Vietnam Vet talks about his experience, Part 3: He just had to flyLos Angeles Post-Examiner

Vietnam Vet talks about his experience, Part 3: He just had to fly

Part three:  Ron just had to fly

In part two we learned about Ron Irwin’s battle with malaria and dengue fever, surviving mortar attacks and how an accidental drug overdose cost him the opportunity to leave Vietnam. Stuck in Vietnam and reassigned to the Marine Air Group 12 he became focused on finding a way to fly. Here then is Part Three of my conversation with Vietnam veteran Ron Irwin.

Hamilton: Understandably you were very unhappy about being kept in Vietnam rather than going to Japan with your squadron, so how did you handle being left behind and reassigned to the Group?

Irwin: Well yeah sure I was royally pissed off, but the instant I met the guys I would be working with I began to feel a lot better about it. My boss so to speak was a very senior Master Gunnery Sergeant who had served in World War II and Korea. He was tough as nails but at the same time very real and easy to work with. The big boss if you will was the Commanding Officer of Marine Aircraft Group 12. He too was a multi-war veteran and a full bird Colonel.

Hamilton:  f you don’t mind me asking do you remember their names and what is a “bird” Colonel?

Irwin: A bird Colonel is the highest field grade officer rank, one more promotion and you become a general. As for their names I believe my Master Gunnery Sergeants name was Bray; but sorry to say I can’t recall the name of my C.O. probably because at my rank whenever I spoke with him I would just say either Colonel or sir. Plus I spent most of every day with Master Gunnery Sergeant Bray and very little time with the Colonel. But one thing I learned about my Colonel over time was that he was dedicated to keeping me alive.

◇ ◇ ◇ ◇ ◇

[Given exercise] Reproduce the section of the Ron Irwin interview that begins with the words containing "Part three:  Ron" and ends with "veteran Ron Irwin.".

◇ ◇ ◇ ◇ ◇

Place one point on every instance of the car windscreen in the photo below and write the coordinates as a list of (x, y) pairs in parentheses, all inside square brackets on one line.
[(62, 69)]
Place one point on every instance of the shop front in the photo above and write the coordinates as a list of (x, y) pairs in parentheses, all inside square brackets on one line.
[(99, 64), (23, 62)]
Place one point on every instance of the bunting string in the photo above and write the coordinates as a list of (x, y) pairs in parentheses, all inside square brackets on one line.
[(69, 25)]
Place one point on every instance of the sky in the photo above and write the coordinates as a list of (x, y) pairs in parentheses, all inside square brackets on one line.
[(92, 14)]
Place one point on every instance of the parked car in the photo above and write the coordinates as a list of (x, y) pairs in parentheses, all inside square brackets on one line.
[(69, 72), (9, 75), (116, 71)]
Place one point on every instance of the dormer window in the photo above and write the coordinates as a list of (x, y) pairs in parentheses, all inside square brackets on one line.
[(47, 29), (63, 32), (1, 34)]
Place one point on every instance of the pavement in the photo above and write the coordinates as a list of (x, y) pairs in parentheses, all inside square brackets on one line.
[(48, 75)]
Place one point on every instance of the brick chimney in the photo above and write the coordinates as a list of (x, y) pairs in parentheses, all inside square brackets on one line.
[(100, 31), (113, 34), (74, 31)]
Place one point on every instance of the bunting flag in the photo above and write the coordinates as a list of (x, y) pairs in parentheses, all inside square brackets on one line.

◇ ◇ ◇ ◇ ◇

[Completed task]
Part three:  Ron just had to fly

In part two we learned about Ron Irwin’s battle with malaria and dengue fever, surviving mortar attacks and how an accidental drug overdose cost him the opportunity to leave Vietnam. Stuck in Vietnam and reassigned to the Marine Air Group 12 he became focused on finding a way to fly. Here then is Part Three of my conversation with Vietnam veteran Ron Irwin.